Passage shown:
Australian Open Adds Second World Feed; Comet Camera, New Graphics Package Debut

In addition, augmented-reality capability is added to replays and drone coverage

The 2024 Australian Open wraps up this weekend, marking the 10th consecutive year that the Tennis Australia production team has handled host duties.

“We have 12 full-time staff members year-round,” says Josh Lee, head of broadcast and media operations, Tennis Australia. “We grow to a team of over 50 that is spread out around the country during the month of January [we also produce the United Cup, Brisbane International, and Adelaide International each year]. We also directly hire more than 500 freelance broadcast-production crew to work across our productions each January.”

One of the highlights of this year’s Australian Open was Alexander Zverev’s winning a 51-shot point against Daniil Medvedev in the semifinals.

Among the highlights this year? Tennis Australia becomes the first broadcast production in tennis to add augmented reality to replays, with Hawkeye data overlaid in real time for replay sequences. AR capabilities have also been added to the drone camera: drone operator Flying Features deployed AR graphics over iconic aerial views of Melbourne Park every day of the tournament.

“This year, we also introduced the Comet Camera system, which includes high-frame-rate cameras that can shoot up to 500 fps on each of the top three courts,” adds Lee. “The cameras are positioned on each of the singles sidelines, capturing close calls and slow-motion replays from angles not previously seen in tennis.”

This is also the second consecutive year that the event was produced natively in 1080p (a 4K feed from Rod Laver Arena is also produced). And long-standing supplier Gravity Media is on hand as technical-facilities provider.

“We have changed our postproduction edit systems to Adobe Premier Pro edit suite,” says Lee, “but a lot of the technical workflows and infrastructure we have in place have remained similar since we invested in building out our production center at Melbourne Park in the lead-up to AO22.”

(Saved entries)
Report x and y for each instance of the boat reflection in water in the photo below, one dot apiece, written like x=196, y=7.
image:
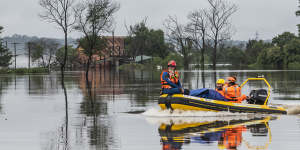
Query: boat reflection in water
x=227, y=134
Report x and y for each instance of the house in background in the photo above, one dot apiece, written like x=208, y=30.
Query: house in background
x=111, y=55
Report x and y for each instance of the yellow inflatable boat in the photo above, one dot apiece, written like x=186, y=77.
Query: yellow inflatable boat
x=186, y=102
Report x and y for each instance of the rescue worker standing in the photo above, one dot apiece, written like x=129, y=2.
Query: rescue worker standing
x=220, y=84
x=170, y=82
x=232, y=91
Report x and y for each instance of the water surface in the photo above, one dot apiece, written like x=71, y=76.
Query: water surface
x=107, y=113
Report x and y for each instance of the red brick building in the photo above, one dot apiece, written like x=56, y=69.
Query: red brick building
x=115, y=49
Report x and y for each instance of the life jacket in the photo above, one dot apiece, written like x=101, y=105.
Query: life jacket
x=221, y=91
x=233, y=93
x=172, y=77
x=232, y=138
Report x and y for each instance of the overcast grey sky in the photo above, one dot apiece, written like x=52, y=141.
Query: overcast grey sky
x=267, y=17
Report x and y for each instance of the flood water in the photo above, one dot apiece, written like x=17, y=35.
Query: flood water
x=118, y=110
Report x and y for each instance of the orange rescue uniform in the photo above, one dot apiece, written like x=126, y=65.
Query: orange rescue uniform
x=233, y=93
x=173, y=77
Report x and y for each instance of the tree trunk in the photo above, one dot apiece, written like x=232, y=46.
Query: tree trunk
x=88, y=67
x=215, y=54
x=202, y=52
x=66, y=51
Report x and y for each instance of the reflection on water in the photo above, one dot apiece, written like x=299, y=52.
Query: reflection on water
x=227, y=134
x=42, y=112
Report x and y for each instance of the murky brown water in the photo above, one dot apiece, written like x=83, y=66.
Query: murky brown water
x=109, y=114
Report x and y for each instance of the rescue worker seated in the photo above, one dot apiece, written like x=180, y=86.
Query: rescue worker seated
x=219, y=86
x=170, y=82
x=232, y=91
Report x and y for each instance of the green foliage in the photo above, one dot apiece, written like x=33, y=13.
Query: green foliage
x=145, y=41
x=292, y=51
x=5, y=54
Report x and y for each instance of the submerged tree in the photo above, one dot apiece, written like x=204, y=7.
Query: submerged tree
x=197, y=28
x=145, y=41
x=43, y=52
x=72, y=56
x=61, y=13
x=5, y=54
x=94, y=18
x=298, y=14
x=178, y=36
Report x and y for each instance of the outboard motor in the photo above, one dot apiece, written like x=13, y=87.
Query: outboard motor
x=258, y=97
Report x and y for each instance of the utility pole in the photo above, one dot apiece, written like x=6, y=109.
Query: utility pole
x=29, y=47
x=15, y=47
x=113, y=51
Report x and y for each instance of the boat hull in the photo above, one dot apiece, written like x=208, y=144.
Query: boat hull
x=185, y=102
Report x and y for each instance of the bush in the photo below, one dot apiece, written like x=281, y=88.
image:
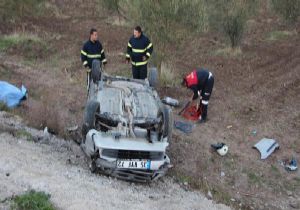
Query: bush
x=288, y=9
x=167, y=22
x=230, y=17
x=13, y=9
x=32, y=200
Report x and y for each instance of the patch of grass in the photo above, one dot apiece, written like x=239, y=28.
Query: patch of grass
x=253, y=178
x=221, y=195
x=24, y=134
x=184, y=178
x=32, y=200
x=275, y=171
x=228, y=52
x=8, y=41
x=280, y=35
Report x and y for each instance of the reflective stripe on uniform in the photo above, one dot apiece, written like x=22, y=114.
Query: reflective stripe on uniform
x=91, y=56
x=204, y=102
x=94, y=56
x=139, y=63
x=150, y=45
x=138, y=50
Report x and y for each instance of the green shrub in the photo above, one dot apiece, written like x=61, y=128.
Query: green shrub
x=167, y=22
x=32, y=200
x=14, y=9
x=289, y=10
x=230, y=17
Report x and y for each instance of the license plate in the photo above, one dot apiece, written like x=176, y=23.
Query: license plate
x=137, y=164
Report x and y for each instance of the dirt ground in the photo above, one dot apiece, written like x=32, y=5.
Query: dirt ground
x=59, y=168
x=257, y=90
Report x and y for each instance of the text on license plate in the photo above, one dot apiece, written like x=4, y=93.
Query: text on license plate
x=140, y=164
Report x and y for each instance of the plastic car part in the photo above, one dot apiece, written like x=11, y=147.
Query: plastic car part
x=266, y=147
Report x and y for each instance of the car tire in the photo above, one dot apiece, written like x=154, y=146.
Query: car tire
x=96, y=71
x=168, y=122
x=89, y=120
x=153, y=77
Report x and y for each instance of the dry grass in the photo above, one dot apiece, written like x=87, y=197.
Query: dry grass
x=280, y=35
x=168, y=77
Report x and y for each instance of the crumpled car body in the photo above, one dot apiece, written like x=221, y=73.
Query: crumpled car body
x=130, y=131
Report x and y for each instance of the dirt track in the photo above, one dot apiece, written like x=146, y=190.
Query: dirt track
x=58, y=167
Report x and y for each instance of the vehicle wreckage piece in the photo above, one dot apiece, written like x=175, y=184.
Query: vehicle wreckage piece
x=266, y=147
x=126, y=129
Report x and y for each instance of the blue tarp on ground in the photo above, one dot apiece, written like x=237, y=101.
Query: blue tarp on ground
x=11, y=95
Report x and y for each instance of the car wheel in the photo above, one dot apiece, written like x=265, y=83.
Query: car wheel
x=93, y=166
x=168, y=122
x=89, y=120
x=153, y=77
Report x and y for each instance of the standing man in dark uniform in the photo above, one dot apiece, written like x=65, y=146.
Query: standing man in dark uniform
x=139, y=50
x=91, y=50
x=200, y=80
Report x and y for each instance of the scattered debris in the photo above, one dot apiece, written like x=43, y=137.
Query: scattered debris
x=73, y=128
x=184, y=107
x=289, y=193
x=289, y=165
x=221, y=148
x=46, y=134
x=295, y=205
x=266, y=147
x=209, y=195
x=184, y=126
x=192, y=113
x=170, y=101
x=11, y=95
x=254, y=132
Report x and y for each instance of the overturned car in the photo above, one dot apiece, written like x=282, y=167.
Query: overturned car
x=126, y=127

--

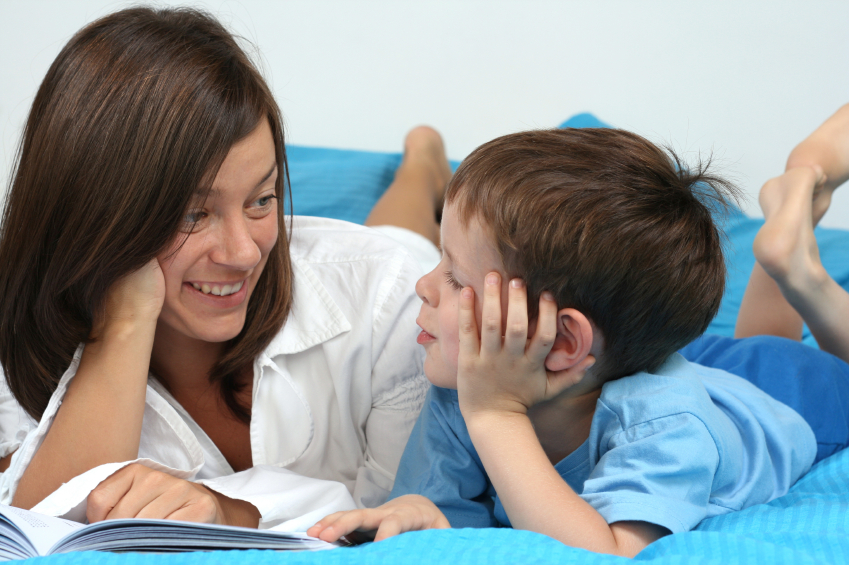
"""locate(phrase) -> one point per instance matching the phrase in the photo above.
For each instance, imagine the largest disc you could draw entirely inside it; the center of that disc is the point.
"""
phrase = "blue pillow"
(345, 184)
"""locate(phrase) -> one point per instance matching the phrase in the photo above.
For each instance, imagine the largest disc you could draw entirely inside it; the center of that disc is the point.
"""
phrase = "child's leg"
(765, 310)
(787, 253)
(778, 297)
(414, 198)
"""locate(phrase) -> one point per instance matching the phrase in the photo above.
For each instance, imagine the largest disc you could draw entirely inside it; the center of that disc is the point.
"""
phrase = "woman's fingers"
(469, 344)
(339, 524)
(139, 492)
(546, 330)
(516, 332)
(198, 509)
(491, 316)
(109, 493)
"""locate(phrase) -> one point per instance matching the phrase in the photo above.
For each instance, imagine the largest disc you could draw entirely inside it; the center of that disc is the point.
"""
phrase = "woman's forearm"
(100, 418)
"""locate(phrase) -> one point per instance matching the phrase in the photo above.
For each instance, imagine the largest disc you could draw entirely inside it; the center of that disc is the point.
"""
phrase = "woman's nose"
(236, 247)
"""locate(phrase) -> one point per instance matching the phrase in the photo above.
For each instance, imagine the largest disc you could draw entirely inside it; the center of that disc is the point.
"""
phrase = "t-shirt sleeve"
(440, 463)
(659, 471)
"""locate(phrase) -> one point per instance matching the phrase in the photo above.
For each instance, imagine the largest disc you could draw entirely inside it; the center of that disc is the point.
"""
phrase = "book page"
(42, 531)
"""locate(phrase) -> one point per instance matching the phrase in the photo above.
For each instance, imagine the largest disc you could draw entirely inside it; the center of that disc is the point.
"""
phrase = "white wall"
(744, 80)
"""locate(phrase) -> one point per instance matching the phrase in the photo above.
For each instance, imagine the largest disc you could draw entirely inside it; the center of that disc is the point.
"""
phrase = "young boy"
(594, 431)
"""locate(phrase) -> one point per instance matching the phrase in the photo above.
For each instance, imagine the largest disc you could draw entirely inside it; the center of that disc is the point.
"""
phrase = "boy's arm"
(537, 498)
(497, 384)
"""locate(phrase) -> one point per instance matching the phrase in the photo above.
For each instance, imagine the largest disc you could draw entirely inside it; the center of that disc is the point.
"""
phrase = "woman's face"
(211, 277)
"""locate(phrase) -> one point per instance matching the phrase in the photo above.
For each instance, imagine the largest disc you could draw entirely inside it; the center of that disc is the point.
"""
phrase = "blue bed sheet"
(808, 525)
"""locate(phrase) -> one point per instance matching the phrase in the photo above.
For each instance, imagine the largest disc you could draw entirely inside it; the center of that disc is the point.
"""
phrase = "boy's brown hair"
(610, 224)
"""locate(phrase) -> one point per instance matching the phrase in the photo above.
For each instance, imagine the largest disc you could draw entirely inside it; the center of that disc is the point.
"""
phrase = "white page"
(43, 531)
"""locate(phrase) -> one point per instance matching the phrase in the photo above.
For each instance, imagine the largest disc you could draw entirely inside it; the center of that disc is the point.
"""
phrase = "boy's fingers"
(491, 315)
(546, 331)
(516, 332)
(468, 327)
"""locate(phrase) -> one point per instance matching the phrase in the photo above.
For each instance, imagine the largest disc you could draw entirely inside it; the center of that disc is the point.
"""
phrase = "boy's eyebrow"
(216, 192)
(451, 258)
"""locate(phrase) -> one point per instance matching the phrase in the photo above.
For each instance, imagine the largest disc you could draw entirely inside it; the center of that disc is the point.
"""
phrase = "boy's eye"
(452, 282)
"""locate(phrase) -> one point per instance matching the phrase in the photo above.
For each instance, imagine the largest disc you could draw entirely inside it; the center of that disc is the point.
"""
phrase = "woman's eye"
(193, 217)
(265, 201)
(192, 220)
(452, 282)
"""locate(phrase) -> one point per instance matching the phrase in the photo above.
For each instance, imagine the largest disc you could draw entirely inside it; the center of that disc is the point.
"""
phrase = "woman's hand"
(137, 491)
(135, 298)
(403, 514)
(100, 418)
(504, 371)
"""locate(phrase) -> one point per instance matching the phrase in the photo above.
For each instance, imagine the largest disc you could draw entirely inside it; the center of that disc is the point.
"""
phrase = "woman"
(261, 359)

Work to complete:
**a)** Repeat word for word the part of the Australian Open broadcast article starting with "Australian Open Adds" and going on through "handled host duties.".
**b)** According to the Australian Open broadcast article, how many frames per second can the Comet Camera system's cameras shoot?
**c)** Write the next part of the Australian Open broadcast article, picking up after its last sentence.
The listing was taken from a different source than the Australian Open broadcast article.

List of answers:
**a)**
Australian Open Adds Second World Feed; Comet Camera, New Graphics Package Debut

In addition, augmented-reality capability is added to replays and drone coverage

The 2024 Australian Open wraps up this weekend, marking the 10th consecutive year that the Tennis Australia production team has handled host duties.

**b)** Up to 500 fps.

**c)**
Although no new rightsholders were added prior to this year’s tournament, he notes that ESPN returned to the site for the first time since the 2020 edition.

“They returned to Melbourne Park with a larger production footprint, including their talent team, commentary boxes, and hosting studio positions,” Lee says, adding, “CCTV and Swiss TV also came back to site with commentary positions for the first time since the COVID-affected years. On the domestic front, Channel Nine moved their Court 9 studio set to the RLA concourse, which has given them a new vantage point and view from amongst the crowds looking back into the Rod Laver Arena player pod.”

With the scale of the Australian Open production (more than 180 cameras and 24 EVS servers covering action on 16 courts), all the production team and facilities are onsite. “In 2021,” he explains, “we constructed permanent production facilities at our Tennis Australia Headquarters, which is where we produce all broadcast content during the AO and video content year-round.”

In terms of enhancements, Lee adds, a new broadcast graphics package aligns the brand with contemporary industry trends and includes a new suite of Game Insights Group stats. “For the first time, we have produced a second fully integrated world feed which editorially focuses on the next-best matches not being covered by the primary world feed. That allows broadcasters around the world to program multichannel coverage without any downstream production effort.”

This year’s main world feed includes an LED screen for analysis, crosses, play-ons, and play-offs, according to Lee. Audio coverage in the coaches boxes has been increased, along with interviews with coaches during warm-ups. Improved audio and video coverage of those boxes is on Tennis Australia’s wish list, as are enhanced statistical graphics (including biometrics), AI-generated multi-language commentary (which Lee notes is a long way off) and multi-language graphics outputs.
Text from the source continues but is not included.